» Objective A: Gather every line in the rows below that contains the word "navy".

» Page excerpt:
------------

Notes

19500904 0000 23sn

  

The forty-two men of the 2d Platoon, B Company, 23d Infantry, led by 1st Lt. William M. Glasgow held outpost positions on seven hills covering a 2,600-yard front along the east bank of the Naktong north of Pugong-ni.

 Across the river in the rice paddies they could see, in the afternoon of 31 August, two large groups of enemy soldiers. Occasionally artillery fire dispersed them. Just before dusk turned to darkness, Glasgow and the men in his 1st Squad saw "a large and bizarre torchlight parade" come out of the hills and proceed toward the river. Glasgow immediately reported the spectacle to the battalion command post. The artillery forward observer, who estimated the crowd to number 2,000 people, thought they were refugees. When the matter was referred to Colonel Freeman, he immediately ordered the artillery to fire on the torchbearers. With each bursting shell some of the torches disappeared but others took their places and the procession continued unchecked toward the river bank.  [23-28]

At 2100 the first shells of what proved to be a two-hour enemy artillery and mortar preparation against the American river positions jarred the fascinated Glasgow and his companions from their absorbed contemplation of the torchlight scene. As the enemy barrage rolled on, North Korean infantry crossed the river and climbed the hills in the darkness under cover of its fire.

------------

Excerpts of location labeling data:
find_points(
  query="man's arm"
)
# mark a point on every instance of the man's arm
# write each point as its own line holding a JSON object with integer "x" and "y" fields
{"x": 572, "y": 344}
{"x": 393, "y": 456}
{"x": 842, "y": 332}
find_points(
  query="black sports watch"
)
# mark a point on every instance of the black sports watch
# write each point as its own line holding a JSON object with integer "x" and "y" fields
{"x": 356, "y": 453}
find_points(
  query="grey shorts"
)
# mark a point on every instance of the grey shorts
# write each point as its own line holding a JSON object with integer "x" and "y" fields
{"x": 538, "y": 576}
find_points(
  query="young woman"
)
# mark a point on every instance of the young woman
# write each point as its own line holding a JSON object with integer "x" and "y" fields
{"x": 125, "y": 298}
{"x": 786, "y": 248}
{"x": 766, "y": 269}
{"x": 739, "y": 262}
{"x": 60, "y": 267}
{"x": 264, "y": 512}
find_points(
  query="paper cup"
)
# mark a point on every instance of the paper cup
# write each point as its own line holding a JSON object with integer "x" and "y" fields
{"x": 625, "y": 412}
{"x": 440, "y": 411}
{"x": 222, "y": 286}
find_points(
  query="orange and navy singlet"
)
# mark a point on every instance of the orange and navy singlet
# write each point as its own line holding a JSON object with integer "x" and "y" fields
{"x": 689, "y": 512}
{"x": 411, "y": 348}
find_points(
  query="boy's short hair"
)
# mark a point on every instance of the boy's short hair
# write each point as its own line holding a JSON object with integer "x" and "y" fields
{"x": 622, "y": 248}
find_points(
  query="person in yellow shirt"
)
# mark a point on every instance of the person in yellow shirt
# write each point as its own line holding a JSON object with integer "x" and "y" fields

------------

» Objective B: Carry the account of the Naktong River outposts forward, starting after its last sentence.

» Exercise response A:
  query="orange and navy singlet"
# mark a point on every instance of the orange and navy singlet

» Exercise response B:
At 2300 the barrage lifted. A green flare signaled the North Korean assault. A few minutes later enemy grenades showered into Glasgow's position. After a short fight at close quarters, Glasgow and his men ran off the hill toward the rear. Similar assaults took place elsewhere along the battalion outpost line.

On the regimental left along the main Pugong-ni-Ch'angnyŏng road enemy soldiers completely overran C Company by 0300, 1 September. Capt. Cyril S. Bartholdi, the company commander, and most of his men were lost.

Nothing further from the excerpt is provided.